** What is needed **
Locate each line in the records below that contains the string "blonde" and copy those lines. Case counts when matching.

Lines of data:
━━━━━━━━━━

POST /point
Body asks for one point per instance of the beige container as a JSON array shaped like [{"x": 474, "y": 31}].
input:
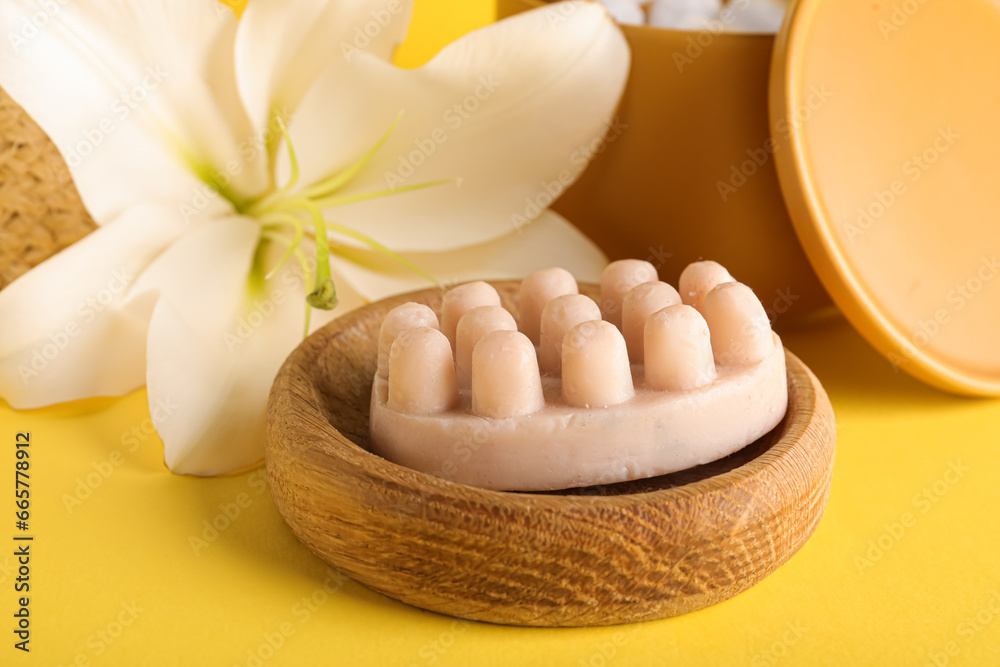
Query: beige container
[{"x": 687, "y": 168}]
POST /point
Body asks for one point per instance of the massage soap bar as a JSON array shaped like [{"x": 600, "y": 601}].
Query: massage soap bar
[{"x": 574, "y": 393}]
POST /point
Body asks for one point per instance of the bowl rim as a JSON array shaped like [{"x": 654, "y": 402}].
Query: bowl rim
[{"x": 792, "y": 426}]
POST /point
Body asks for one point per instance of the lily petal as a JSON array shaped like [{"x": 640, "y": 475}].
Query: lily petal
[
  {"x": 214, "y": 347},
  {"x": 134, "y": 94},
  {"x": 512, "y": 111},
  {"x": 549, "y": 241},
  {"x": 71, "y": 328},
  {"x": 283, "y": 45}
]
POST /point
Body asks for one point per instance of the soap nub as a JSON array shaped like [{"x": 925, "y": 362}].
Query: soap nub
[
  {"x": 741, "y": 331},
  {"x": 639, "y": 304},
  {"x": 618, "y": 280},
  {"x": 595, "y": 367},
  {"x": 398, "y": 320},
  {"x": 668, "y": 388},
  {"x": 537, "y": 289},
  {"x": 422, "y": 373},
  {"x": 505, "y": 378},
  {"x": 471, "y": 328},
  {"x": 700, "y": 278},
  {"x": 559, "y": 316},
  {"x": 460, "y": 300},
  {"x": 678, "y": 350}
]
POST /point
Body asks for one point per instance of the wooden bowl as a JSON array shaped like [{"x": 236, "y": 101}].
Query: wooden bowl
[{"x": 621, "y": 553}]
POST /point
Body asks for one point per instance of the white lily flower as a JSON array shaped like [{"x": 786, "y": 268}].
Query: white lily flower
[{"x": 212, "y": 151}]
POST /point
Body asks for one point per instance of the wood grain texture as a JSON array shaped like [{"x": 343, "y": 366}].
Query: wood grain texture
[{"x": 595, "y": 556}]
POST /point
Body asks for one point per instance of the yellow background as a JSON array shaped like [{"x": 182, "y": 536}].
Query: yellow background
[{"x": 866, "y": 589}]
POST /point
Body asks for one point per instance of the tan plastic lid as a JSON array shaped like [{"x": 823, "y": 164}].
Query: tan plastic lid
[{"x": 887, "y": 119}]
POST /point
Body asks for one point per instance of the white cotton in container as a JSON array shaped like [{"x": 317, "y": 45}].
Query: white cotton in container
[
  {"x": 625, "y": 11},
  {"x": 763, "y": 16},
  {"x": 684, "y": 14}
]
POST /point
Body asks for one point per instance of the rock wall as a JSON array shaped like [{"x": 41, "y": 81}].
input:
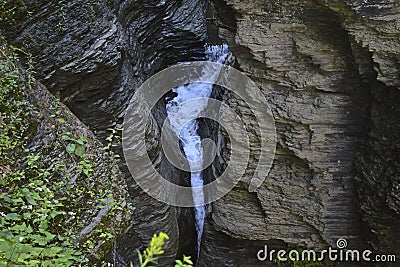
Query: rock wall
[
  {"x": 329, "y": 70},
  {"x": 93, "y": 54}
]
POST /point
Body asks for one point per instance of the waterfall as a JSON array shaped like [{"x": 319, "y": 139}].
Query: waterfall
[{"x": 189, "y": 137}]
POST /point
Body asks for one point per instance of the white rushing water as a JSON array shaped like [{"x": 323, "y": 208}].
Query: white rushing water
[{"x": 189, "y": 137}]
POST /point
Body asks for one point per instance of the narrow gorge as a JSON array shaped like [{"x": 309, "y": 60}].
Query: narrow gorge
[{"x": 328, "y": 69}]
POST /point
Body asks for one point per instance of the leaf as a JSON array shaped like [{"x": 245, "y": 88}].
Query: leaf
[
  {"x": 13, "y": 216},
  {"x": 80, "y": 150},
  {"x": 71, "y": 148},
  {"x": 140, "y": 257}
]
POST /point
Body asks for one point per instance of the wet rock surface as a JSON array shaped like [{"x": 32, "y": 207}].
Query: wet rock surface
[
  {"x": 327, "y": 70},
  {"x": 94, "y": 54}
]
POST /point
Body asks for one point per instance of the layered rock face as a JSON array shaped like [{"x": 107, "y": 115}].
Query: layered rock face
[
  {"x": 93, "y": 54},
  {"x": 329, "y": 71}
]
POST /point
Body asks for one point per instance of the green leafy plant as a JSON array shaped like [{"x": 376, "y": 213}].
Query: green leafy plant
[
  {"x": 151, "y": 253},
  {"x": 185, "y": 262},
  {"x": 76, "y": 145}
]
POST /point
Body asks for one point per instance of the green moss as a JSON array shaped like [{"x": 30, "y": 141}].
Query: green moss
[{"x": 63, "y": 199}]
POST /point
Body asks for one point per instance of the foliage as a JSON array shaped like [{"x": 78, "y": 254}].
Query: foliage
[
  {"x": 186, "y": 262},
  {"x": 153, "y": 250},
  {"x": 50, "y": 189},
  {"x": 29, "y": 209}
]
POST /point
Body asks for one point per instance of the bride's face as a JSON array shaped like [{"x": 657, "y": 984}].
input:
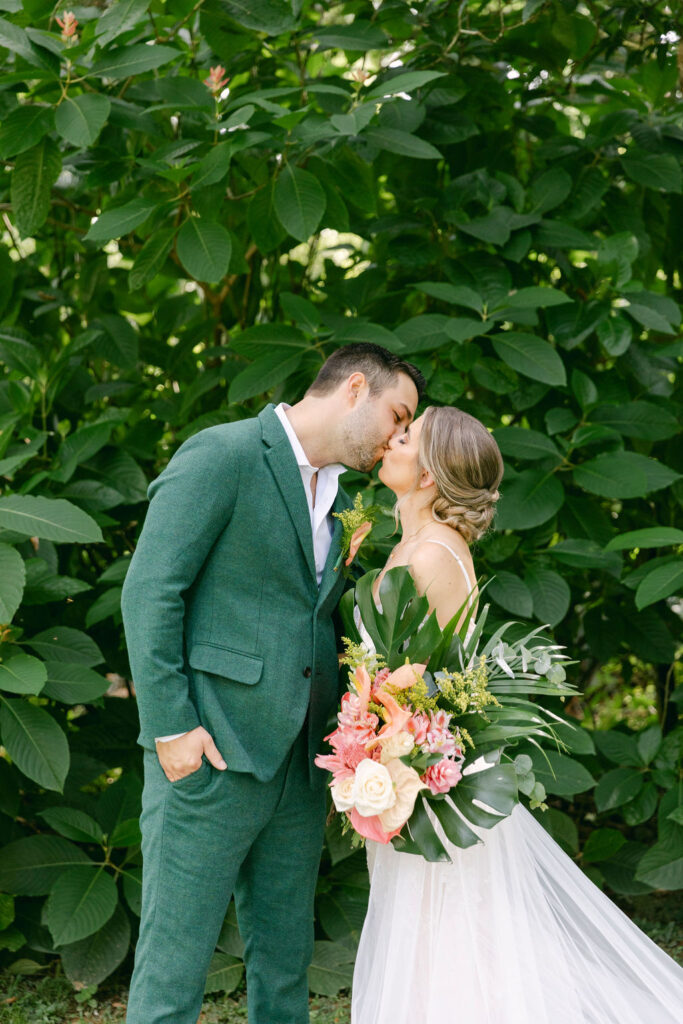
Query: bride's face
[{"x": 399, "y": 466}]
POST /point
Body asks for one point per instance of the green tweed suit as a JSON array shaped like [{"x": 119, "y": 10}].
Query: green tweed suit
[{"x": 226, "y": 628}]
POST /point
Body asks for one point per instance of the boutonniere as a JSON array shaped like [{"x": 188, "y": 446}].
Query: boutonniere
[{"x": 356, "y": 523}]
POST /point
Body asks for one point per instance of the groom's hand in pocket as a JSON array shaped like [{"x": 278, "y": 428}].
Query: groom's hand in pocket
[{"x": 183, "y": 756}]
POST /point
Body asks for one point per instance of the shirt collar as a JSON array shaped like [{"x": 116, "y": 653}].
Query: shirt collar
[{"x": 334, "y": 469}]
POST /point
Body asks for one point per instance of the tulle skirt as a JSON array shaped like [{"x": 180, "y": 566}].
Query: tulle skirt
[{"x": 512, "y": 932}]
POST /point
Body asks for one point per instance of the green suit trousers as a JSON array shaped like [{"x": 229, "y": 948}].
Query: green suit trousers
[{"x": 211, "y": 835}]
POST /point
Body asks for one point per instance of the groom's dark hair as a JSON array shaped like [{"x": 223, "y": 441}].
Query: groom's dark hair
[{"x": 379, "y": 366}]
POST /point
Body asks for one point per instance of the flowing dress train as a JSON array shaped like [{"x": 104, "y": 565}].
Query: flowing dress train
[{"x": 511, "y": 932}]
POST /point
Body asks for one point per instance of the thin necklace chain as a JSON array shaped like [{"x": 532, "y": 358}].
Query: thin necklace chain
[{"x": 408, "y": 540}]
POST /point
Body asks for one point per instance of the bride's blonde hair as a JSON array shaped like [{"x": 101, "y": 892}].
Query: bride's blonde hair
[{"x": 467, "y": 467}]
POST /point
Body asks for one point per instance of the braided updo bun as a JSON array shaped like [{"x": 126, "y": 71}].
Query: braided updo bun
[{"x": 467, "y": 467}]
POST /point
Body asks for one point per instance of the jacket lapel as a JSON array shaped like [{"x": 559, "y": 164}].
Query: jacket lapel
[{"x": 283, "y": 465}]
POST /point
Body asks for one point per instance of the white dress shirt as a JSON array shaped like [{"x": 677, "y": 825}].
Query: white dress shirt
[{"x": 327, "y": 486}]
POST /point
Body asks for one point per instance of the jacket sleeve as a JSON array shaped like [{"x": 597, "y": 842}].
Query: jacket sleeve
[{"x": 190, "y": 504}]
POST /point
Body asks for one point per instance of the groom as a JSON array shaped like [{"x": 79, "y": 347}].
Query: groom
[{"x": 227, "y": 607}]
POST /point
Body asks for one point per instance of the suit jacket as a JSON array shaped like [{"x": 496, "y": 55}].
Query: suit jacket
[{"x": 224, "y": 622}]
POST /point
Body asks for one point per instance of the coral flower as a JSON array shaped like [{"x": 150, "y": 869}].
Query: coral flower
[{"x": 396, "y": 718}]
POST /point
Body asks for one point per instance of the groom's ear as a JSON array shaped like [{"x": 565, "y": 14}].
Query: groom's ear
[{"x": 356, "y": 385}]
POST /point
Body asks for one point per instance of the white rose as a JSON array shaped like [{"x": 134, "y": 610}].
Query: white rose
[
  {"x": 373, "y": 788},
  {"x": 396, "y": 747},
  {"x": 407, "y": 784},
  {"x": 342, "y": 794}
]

━━━━━━━━━━

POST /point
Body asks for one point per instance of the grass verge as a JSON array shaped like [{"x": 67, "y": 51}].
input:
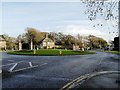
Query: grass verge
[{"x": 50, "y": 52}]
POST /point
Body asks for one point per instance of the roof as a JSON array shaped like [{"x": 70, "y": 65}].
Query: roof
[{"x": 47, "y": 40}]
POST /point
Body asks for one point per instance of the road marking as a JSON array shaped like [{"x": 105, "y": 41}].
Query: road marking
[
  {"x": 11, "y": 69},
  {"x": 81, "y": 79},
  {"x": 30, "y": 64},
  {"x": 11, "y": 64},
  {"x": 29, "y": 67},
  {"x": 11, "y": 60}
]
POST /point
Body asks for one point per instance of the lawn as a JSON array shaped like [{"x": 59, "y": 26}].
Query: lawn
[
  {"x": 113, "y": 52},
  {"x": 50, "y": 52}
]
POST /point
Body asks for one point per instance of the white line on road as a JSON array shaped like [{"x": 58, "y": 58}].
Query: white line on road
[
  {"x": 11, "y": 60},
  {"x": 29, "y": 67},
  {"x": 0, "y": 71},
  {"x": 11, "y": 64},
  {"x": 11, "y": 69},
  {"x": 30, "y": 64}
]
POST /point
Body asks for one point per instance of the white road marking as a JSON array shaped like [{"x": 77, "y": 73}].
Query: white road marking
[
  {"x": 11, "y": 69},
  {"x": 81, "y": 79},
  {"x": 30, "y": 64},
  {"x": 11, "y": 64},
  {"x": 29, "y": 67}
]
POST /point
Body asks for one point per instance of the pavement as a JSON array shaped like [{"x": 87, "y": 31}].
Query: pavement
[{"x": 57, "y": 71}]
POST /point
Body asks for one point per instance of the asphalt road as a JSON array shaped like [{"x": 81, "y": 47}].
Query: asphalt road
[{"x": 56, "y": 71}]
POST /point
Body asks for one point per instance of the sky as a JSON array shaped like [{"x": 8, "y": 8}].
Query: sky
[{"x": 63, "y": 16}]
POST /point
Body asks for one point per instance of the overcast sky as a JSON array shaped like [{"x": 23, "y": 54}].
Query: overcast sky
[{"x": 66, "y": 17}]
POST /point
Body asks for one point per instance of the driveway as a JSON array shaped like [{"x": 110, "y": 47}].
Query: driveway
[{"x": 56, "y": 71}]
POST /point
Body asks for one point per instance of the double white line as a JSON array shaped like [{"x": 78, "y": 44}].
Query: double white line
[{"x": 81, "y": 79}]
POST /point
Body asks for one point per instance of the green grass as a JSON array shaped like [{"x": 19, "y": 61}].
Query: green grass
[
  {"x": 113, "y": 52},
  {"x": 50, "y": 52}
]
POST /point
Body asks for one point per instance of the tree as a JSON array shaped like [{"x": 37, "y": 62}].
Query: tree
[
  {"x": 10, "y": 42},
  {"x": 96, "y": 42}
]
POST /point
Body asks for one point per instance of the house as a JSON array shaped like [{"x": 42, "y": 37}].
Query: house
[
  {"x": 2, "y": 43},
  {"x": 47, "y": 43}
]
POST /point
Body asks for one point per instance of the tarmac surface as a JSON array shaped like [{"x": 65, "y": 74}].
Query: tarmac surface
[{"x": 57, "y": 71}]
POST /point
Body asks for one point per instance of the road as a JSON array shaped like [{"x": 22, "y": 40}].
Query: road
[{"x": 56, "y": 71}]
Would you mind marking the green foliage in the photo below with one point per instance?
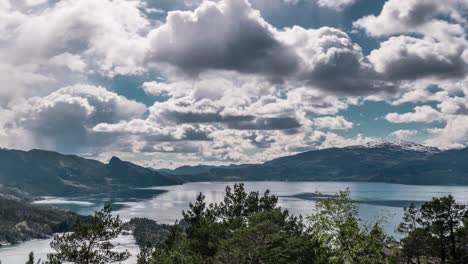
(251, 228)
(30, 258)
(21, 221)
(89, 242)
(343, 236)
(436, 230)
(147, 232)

━━━━━━━━━━

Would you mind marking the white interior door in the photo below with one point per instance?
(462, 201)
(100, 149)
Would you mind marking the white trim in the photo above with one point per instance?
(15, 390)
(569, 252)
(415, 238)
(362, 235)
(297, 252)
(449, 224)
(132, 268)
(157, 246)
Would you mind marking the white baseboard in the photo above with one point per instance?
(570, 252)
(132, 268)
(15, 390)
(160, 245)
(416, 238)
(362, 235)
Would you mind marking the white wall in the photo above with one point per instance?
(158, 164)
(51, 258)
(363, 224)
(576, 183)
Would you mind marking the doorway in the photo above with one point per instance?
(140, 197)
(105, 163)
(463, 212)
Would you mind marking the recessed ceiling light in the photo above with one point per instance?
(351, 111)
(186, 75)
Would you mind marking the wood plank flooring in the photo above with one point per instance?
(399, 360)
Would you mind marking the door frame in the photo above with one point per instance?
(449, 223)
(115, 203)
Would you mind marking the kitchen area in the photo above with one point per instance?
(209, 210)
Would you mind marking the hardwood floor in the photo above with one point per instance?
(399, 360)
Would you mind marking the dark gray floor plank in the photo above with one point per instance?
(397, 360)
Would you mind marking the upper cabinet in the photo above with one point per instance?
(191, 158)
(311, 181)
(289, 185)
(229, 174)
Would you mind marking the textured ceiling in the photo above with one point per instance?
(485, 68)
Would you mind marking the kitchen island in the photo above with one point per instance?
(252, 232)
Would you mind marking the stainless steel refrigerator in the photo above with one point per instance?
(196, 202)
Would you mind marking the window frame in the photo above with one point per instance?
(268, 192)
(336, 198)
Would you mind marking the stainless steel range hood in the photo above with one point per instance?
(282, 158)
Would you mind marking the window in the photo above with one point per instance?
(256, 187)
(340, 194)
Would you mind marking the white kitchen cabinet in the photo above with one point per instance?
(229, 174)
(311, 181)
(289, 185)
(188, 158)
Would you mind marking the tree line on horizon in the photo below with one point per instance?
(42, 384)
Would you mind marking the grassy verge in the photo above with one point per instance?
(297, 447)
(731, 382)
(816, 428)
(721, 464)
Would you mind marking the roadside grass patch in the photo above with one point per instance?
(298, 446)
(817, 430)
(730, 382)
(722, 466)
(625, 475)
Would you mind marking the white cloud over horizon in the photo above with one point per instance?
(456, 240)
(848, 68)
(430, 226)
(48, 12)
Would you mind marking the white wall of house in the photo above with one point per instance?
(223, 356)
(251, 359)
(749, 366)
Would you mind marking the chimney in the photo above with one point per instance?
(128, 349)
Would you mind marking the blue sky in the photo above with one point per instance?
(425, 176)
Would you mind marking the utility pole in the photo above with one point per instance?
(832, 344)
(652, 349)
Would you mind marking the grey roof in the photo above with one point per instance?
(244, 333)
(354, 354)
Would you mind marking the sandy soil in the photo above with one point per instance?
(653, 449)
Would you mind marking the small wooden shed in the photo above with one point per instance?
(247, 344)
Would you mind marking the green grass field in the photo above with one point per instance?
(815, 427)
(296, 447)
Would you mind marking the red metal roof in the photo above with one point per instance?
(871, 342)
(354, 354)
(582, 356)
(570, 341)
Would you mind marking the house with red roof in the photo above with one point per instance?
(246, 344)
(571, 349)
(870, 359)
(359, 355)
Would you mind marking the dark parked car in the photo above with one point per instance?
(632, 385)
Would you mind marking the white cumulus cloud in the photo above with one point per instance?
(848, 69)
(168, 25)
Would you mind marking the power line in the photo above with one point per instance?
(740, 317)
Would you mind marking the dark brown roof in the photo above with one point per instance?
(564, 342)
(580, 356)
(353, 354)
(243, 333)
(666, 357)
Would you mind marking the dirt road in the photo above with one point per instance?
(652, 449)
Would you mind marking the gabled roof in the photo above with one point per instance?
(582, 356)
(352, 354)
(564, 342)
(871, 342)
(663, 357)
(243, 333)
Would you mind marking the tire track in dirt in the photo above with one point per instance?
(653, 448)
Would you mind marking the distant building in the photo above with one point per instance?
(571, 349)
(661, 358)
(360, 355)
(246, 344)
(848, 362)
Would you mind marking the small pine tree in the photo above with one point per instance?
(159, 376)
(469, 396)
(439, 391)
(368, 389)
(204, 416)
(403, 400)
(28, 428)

━━━━━━━━━━

** Output for this exercise **
Body asks for one point per instance of the bride's blonde hair as a JSON array shaped like [{"x": 101, "y": 892}].
Query: bride's blonde hair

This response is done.